| Given instruction |
Reproduce the stretch of the passage on suffering and evil from "Finally, a few" through "cause or allow.", replacing "coincidence" with "accident".

___ Text shown

William Golding, author of Lord of the Flies, wrote,

If you had met me before World War II, you would have found me to be an idealist with a simple and naive belief which many others of my generation shared...this naive belief was that man was perfectible.  We thought all you had to do was to remove certain inequities and provide practical sociological solutions, and man would have a perfect paradise on earth.  From World War II we learned something...It taught us not fighting, politics, or the follies of nationalism, but about the given nature of man.  

He also described Lord of the Flies as "an attempt to trace the defects of society back to the defects of the human nature."  (In the post novel information in Lord of the Flies.) In 1993, we moved into the newly-formed country of Croatia. This was in the middle of the Yugoslav civil war (1991-1995). Over 1,000,000 fled their homes to become refugees and around 100,000 died. There we came face-to-face with evil, pain, unforgiveness and hate. 

Finally, a few years ago, because of a very difficult family situation, I felt struck to the core and asked myself, what do I really know and believe about God in reference to suffering, pain and evil? I came to the following conclusion; a three-fold affirmation. 1) God exists; the fact that the universe exists, instead of nothing, and seems too well designed points to a supernatural creator.  2) God is good; if He was evil, then everything could be a trick, an illusion.  And I have experienced His goodness in many ways that cannot be explained by coincidence or chance. And 3) God is in control; nothing happens He does not know about and either cause or allow.

For your world-view to be satisfactory and sufficient to help you handle the hard things in life, it must account for the origin and existence of evil. And it must have some means to help us weather suffering in meaningful ways. Even though I do not know all the answers, I find only the Christian world-view to have this three-fold approach. All other philosophies and religions either deny the very existence of evil or offer wholly inadequate solutions and assistance.  

One more thing that has deeply moved and sustained me is the incarnation. Our God has entered into humankind to experience what we experience; all the joy, pain and suffering. And He has suffered with and for us. In Matthew 27:45, 46, while Jesus hangs dying on a cross, He cries out “Eli, Eli lama sabachthani?“ I find comfort in the fact God Himself has suffered for and with me. And His death and suffering tells us that here is meaning in suffering. Not only does God turn the tables and makes use of evil and suffering to accomplish that which brings healing and life, but He uses the hard things in our lives like a chisel and hammer. In this, He shapes us and makes us into what He intends us to be.

Paul writes, “…we rejoice in our sufferings, knowing that suffering produces endurance, and endurance produces character, and character produces hope, and hope does not disappoint, because the love of God has been poured out in our hearts through the Holy Spirit who was given to us.“ (Romans 5:3-5).

______
___ Records provided

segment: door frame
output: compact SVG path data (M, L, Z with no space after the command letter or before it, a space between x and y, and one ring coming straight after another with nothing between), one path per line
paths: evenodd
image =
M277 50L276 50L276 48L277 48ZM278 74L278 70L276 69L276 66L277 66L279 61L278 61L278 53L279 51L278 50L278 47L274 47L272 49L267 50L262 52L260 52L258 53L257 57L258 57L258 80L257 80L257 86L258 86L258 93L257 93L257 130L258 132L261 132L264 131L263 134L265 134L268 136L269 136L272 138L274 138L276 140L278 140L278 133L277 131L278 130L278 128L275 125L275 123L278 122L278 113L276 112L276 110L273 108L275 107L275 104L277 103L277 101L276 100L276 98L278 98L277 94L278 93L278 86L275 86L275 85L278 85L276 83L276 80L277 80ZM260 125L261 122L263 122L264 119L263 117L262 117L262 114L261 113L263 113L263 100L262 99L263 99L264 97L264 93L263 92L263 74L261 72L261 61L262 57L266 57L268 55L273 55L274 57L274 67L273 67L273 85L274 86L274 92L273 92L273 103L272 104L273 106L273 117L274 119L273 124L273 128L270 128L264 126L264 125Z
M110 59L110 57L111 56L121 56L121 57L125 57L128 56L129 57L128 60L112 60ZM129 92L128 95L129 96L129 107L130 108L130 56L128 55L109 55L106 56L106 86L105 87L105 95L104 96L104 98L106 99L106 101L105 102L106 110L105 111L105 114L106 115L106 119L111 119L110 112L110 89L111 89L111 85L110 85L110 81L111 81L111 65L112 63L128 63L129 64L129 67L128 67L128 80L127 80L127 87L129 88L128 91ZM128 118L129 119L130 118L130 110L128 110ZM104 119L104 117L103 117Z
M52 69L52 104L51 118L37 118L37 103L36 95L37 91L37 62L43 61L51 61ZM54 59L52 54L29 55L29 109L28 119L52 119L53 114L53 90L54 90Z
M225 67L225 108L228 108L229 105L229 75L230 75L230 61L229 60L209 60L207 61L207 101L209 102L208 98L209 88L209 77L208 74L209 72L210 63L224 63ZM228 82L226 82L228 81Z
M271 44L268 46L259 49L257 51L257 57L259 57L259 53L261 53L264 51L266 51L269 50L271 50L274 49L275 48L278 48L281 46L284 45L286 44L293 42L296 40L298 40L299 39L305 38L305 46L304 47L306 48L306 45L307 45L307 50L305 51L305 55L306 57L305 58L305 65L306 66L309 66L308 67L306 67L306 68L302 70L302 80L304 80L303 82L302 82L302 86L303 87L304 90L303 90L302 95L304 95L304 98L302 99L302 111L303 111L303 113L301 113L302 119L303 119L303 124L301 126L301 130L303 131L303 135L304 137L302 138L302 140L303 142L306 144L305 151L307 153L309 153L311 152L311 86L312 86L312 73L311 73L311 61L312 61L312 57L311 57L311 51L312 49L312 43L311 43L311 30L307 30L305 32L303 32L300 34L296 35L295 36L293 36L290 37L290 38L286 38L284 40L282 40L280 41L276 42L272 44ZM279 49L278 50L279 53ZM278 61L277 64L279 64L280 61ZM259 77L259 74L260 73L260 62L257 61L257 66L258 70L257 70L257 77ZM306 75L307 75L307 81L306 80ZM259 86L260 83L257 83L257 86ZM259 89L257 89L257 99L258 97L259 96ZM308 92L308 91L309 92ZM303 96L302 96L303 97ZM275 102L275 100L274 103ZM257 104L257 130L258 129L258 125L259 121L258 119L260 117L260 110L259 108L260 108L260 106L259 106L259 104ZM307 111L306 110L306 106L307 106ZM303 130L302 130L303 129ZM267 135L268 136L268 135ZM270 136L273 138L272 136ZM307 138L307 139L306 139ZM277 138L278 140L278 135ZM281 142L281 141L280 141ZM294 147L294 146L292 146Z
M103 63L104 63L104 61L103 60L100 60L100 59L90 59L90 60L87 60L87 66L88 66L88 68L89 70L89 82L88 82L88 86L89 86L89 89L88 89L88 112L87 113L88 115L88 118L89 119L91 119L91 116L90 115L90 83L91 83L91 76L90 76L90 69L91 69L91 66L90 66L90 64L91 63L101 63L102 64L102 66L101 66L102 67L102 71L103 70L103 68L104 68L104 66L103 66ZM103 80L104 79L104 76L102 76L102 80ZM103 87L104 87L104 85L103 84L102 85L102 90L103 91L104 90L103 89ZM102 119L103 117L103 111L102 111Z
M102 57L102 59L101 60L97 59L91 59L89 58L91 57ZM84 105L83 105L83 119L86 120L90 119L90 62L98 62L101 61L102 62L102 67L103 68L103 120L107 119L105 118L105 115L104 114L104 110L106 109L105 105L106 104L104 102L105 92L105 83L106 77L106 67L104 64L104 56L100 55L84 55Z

______

| The solution |
Finally, a few years ago, because of a very difficult family situation, I felt struck to the core and asked myself, what do I really know and believe about God in reference to suffering, pain and evil? I came to the following conclusion; a three-fold affirmation. 1) God exists; the fact that the universe exists, instead of nothing, and seems too well designed points to a supernatural creator.  2) God is good; if He was evil, then everything could be a trick, an illusion.  And I have experienced His goodness in many ways that cannot be explained by accident or chance. And 3) God is in control; nothing happens He does not know about and either cause or allow.